DATA SHOWN Block Start
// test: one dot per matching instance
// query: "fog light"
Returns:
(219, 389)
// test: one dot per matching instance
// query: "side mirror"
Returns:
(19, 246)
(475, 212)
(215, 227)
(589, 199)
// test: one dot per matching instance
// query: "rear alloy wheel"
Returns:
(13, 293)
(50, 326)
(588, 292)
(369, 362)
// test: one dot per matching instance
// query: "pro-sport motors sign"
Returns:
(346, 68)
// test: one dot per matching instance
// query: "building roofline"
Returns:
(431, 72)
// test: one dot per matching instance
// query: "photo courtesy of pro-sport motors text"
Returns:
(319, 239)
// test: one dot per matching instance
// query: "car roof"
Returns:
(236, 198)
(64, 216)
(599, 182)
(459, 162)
DATA SHOWN Block End
* _EXERCISE DETAILS_:
Restate the material above exactly, leaving nothing out.

* _RESPONSE_:
// test: one dot per matching instance
// query: "fog light"
Returns:
(219, 389)
// test: one dot per matching instance
// query: "side mirror"
Returns:
(19, 246)
(475, 212)
(215, 227)
(589, 199)
// test: one dot per matching instance
// query: "rear alloy wheel"
Returns:
(13, 293)
(50, 326)
(588, 292)
(369, 362)
// test: one dot per matching instance
// query: "pro-sport motors sign"
Returns:
(346, 68)
// test: one dot per matching instance
// query: "building roofline"
Returns:
(431, 72)
// test: one dot per matching instance
// query: "photo courtesy of pro-sport motors text"
Returns:
(319, 239)
// test: one dot per matching instance
// query: "car roof"
Returns:
(236, 198)
(64, 216)
(599, 182)
(459, 162)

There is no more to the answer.